▶ [Things to do]:
A. Render this sentence from the Digital Guardian text in Spanish: "Digital Guardian network agents also provide session-level analysis of incoming and outgoing traffic to detect suspicious activities."
B. Write a further paragraph for the Digital Guardian text on stopping APT attacks, picking up after its final sentence.

##### Text block

Digital Guardian uses several policy-based technologies to detect and stop a potential attack, even if the code or methodology has not been previously seen "in the wild". As workstations are often the most vulnerable entry points for APT, Digital Guardian endpoint agents use a powerful combination of technologies which provide early warning and data-level access controls to thwart APT at first contact. These capabilities include advanced memory scanning and forensics to detect and alert users and security managers to suspicious obfuscated activities at the system memory and kernel levels; identity-based file encryption to prevent unauthorized users from accessing sensitive files; and application monitoring, alerting and blocking to identify and block the launch of dangerous executables.
Digital Guardian network agents also provide session-level analysis of incoming and outgoing traffic to detect suspicious activities. As APT attacks often use obfuscation, encrypted messaging, and vulnerabilities to pass by perimeter defenses, Digital Guardian network agents provide deep session inspection at line speed across all ports and protocols that can detect and block events like connections from suspicious IP addresses, encrypted traffic, application port-hopping, and can deconstruct payloads to see embedded content (e.g. JavaScript within a PDF file) which could be used as an attack vector.

##########
##### Data for review

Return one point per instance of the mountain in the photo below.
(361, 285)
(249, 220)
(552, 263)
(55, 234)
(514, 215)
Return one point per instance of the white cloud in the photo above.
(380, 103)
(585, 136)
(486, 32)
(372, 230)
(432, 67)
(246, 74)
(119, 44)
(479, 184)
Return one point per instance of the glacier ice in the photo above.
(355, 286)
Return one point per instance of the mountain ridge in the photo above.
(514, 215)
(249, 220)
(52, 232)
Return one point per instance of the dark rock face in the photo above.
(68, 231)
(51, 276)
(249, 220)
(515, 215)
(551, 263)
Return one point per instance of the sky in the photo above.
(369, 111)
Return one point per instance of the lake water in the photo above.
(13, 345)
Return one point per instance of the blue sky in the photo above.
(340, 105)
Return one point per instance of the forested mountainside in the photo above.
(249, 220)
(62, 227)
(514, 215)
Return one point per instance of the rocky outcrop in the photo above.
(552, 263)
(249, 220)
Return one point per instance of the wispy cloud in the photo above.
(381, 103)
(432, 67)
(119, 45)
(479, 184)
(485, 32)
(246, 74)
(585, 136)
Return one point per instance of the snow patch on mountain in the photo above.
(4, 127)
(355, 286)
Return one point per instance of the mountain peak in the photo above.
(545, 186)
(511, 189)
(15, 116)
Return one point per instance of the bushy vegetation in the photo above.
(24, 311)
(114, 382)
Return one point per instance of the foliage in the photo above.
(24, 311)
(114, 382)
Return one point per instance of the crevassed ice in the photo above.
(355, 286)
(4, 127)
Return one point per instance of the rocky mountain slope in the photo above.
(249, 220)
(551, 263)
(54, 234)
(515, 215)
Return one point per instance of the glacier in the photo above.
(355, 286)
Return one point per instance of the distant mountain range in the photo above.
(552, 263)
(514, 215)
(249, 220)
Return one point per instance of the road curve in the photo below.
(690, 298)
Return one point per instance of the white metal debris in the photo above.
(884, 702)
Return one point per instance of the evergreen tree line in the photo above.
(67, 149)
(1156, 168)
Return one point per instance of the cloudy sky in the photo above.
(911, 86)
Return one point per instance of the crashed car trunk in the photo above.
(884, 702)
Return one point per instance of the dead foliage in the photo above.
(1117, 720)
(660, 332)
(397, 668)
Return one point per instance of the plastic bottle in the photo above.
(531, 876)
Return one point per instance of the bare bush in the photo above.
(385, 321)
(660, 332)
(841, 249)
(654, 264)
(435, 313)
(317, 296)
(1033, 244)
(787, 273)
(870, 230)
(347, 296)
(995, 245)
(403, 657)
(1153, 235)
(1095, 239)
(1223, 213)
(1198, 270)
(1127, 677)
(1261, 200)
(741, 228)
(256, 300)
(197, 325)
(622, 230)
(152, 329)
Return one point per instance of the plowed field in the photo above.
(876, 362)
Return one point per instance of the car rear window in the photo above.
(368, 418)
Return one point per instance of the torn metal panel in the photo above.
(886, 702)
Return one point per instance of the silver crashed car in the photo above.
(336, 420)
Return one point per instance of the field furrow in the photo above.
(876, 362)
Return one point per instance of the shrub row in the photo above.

##########

▶ [Responses by task]:
A. Los agentes de red de Digital Guardian también proporcionan un análisis a nivel de sesión del tráfico entrante y saliente para detectar actividades sospechosas.

B.
Digital Guardian provides a comprehensive and integrated defense-in-depth security model for APT that uses network and endpoint agents that can detect abnormal events by correlating endpoint and network policy alerts and other suspicious activities to provide an enterprise-wide overview of threatening activity that can be monitored and mitigated by a common management interface. When an APT event is confirmed, Digital Guardian agents can then enforce data-level policy autonomously at different stages of an attack inside or outside the network.